• **PASSAGE SHOWN**
Content starts

Of course the years wore holes in her memory and she sometimes lost her place in Time. Her present was evanescent; she seemed more comfortable in her past. It was often where she lived.

 It was always a treat to hear her stories -especially the ones about my mother before she met my dad. “She was often lonely, your mother,” Grandma would say, and her eyes would focus on something far away in her room -years away, in fact. “She didn’t have many friends…  well, certainly no man-friends,” she would add after thinking about it some more. “She wanted to be a teacher, she used to say, and I used to tease her about it being more important to meet a man first.” Then Grandma’d send her eyes on a reconnaissance mission to my cheeks to see if I’d understood her meaning. “It was different in those days, dear. A woman needed to find a man to take care of her… unless of course she was planning to live at home forever with her parents as a spinster,” she added, just to make sure I was following her reasoning.  “Of course we don’t think of women that way anymore…” That would occasion a sarcastic blink, and an innocent expression on her face which I’m sure she’d used on many unsuspecting men when she herself was young. Then she would smooth a wrinkle on her skirt, or pick some lint off her blouse as if she were embarrassed. “But she was certainly her mother’s daughter,” she would suddenly continue. “She and I both used to have loud words with your grandpa about it…” And she would follow that with a theatrical shrug and utter her ‘what could she do to be saved’ phrase and laugh.

Content ends

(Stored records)

Content starts

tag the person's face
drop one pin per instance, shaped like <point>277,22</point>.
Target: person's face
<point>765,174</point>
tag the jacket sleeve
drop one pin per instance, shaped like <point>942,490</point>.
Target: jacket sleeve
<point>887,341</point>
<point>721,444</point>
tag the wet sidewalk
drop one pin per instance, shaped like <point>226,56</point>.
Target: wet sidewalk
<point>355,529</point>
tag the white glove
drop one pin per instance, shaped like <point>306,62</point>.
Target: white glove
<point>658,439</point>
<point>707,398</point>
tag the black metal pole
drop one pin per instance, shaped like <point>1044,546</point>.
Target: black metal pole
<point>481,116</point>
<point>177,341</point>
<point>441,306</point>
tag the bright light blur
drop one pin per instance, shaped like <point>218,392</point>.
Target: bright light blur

Content ends
Content starts

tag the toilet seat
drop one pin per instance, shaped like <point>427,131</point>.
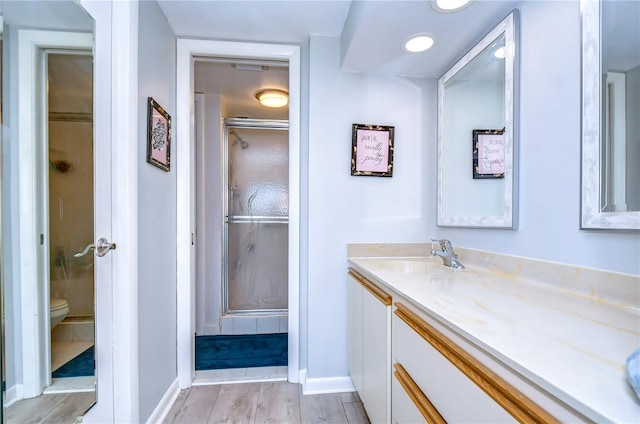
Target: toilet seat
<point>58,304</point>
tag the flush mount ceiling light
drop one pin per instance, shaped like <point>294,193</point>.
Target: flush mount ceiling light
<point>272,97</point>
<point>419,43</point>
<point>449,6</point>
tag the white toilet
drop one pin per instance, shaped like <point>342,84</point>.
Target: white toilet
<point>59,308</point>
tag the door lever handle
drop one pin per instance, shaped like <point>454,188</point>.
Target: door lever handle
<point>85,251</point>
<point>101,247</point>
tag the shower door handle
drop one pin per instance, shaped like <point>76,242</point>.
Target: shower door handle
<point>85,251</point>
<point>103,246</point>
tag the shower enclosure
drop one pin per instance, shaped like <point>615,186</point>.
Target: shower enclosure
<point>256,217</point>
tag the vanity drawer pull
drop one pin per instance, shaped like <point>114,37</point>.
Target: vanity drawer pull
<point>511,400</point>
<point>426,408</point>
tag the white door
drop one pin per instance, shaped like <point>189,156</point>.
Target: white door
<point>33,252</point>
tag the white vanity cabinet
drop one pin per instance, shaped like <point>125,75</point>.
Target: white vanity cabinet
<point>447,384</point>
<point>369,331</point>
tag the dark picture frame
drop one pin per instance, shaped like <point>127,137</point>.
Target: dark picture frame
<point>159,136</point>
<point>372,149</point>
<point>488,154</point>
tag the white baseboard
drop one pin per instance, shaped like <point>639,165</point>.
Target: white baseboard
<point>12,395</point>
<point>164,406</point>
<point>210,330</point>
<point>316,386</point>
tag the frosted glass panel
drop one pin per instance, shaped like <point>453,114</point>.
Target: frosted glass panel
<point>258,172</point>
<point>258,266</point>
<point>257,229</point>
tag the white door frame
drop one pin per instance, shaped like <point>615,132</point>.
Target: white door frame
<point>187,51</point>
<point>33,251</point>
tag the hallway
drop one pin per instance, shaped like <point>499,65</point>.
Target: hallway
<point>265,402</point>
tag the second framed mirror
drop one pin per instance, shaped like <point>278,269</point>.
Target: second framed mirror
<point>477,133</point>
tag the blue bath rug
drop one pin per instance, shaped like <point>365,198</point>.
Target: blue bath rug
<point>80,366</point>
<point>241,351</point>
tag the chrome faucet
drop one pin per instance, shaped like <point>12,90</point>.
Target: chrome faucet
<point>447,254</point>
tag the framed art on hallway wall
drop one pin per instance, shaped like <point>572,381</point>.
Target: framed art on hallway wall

Content ends
Content starts

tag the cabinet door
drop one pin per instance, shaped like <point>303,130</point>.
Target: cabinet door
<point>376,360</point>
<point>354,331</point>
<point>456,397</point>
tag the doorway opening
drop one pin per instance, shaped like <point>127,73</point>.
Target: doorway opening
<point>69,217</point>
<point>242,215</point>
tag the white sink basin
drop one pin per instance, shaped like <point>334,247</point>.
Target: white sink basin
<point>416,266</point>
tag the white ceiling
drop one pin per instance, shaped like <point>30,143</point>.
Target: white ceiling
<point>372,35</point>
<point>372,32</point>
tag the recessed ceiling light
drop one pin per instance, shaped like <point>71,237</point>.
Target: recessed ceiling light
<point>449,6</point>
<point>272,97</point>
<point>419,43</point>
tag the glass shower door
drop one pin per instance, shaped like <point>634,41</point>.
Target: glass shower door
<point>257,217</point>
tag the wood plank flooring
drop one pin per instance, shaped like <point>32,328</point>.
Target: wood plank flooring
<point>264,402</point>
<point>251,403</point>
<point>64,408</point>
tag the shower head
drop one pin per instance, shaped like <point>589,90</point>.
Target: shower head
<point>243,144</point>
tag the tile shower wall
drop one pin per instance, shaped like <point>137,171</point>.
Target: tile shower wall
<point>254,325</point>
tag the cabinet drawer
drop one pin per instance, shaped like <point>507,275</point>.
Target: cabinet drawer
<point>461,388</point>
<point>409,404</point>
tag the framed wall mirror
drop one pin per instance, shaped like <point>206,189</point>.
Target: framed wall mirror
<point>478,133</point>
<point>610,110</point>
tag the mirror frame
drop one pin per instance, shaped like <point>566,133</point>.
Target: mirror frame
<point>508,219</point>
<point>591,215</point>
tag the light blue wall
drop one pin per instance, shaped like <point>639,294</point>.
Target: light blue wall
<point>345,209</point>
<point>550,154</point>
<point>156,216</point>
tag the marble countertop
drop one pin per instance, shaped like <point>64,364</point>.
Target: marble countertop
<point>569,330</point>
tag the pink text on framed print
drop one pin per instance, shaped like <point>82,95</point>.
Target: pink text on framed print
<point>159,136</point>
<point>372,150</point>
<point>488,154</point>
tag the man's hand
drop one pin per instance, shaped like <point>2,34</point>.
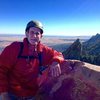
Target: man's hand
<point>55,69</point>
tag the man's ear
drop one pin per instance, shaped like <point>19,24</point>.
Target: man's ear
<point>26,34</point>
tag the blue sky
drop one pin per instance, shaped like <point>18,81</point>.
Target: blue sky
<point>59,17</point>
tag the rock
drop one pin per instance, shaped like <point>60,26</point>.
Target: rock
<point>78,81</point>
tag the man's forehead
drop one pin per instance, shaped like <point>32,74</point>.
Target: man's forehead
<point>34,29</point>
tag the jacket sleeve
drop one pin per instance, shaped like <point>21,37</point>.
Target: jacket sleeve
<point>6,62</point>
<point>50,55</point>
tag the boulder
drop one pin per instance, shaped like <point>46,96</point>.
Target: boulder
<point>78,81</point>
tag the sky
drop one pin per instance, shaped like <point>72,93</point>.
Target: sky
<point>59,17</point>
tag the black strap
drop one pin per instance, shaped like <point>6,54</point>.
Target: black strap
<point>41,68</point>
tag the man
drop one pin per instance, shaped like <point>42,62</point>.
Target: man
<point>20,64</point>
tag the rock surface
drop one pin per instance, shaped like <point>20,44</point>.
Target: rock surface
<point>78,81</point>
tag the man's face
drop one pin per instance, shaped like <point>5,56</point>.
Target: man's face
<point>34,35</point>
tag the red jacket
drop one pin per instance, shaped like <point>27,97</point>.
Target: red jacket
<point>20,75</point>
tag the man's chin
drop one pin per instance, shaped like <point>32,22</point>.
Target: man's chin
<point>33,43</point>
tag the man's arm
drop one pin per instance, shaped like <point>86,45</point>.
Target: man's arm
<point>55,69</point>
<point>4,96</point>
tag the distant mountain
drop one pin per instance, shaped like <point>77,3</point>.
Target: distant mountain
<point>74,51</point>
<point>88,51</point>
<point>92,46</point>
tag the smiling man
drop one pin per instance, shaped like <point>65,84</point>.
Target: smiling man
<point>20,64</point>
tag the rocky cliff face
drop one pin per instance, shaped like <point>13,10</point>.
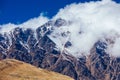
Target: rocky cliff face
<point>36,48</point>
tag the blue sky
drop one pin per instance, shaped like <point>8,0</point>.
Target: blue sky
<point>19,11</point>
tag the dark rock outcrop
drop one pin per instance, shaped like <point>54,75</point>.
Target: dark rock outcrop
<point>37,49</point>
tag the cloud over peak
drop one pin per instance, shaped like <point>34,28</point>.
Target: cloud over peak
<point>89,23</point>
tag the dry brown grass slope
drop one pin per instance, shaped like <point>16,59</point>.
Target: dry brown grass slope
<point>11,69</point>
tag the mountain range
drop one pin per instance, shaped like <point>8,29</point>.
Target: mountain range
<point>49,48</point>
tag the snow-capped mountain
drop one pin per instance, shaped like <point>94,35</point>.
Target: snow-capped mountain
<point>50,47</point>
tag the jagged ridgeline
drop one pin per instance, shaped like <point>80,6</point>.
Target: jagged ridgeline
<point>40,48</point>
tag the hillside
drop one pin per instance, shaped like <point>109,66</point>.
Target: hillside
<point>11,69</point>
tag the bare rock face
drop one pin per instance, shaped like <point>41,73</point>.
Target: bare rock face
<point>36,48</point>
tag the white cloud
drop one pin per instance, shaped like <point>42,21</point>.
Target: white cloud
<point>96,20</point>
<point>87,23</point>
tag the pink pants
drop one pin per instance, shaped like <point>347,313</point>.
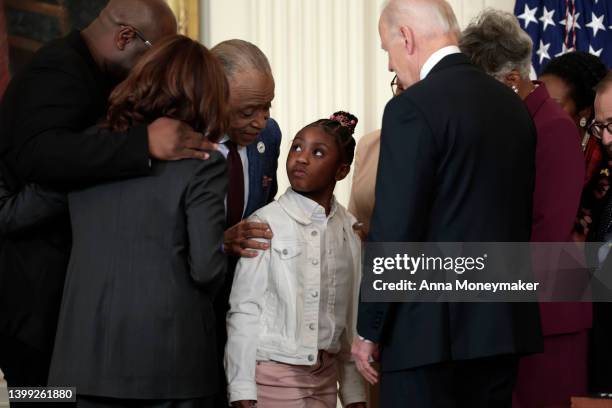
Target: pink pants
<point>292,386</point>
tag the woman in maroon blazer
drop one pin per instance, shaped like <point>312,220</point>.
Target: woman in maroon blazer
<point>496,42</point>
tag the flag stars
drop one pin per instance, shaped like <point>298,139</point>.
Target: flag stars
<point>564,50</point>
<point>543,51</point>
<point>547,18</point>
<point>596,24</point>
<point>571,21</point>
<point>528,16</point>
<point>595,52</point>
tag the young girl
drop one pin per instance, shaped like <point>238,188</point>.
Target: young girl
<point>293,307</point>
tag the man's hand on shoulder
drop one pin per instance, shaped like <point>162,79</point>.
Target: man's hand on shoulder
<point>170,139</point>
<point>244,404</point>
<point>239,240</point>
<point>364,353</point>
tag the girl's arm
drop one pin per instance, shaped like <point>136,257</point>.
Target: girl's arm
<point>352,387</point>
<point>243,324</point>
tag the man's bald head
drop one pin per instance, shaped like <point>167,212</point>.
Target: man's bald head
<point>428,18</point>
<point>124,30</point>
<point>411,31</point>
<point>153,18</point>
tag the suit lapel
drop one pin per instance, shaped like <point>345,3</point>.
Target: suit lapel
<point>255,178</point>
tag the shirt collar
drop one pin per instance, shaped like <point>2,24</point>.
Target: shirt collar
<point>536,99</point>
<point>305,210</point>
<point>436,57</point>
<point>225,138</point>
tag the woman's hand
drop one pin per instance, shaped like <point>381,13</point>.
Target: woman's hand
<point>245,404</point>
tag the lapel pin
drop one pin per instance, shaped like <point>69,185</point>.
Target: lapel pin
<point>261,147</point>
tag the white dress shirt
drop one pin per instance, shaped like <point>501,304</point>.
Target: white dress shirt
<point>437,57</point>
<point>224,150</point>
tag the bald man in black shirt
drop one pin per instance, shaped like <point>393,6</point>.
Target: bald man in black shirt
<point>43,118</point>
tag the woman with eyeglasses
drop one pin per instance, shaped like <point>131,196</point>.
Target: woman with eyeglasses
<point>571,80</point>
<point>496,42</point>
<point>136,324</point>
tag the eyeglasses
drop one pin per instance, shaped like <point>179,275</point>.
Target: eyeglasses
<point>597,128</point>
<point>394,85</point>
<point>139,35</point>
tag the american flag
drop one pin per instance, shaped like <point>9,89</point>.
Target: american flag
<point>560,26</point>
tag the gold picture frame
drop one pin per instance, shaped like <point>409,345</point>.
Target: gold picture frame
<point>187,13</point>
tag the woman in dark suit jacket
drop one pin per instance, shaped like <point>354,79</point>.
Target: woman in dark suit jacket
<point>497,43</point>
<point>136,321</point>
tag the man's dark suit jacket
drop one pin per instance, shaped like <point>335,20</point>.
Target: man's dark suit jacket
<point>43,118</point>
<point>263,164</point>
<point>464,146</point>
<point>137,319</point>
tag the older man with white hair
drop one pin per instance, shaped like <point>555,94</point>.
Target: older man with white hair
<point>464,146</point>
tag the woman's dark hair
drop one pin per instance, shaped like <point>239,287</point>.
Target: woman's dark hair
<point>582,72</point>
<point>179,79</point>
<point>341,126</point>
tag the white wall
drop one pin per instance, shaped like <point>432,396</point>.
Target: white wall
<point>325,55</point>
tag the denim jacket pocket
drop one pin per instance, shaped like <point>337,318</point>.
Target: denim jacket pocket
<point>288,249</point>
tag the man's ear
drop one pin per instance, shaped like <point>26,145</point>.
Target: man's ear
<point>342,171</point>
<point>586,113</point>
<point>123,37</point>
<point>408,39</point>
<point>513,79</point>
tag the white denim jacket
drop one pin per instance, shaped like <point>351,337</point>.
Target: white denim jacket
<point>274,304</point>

Content ends

Continue the passage about Grandma's stories, starting after its final sentence.

“Your mom surprised your grandpa one day, though, and brought your dad home to meet us.” Grandma’s eyes twinkled at the memory. “I could see your dad hiding something behind his back when he was invited into the parlour. Grandpa noticed it immediately, of course, and demanded your father show him what he was hiding.

“I can still remember the smile on your dad’s face as he produced some flowers and handed them to me. Your mom beamed with pleasure, insisting it was completely his idea.

“Actually, I recognized the flowers immediately, and took them into the kitchen to find a vase to put them in. Unfortunately, your grandpa also had a chance to look at them as I was leaving the room. He put his hands in his pockets, and started rocking on and off his toes -not an encouraging sign.

“’Good choice,’ your Grandpa said, trying hard not to smile. ‘Are they the ones from our front garden or the back, young man?’ And then he laughed and patted your father on the shoulder. ‘I like a man with initiative,” he added, then shook his hand so hard, I thought it might break.

“They remained good friends for the rest of their lives… Grandpa always insisted your mom and dad leave you and your brother with us so they could have some time for themselves… You used to hide in the basement watching him feed the canaries he bred in those big cages, remember…?”

I’d forgotten about them, actually.

“…And visit him in his little hardware store on Kingsway?”

That was the thing about my grandma: the memories. She was stuffed with them -memories I would have forgotten without her, parts of me that would have been lost in my increasingly tangled neurons forever. In a way in fact, her patience and understanding made me who I am today, and my mother the woman she became, as well.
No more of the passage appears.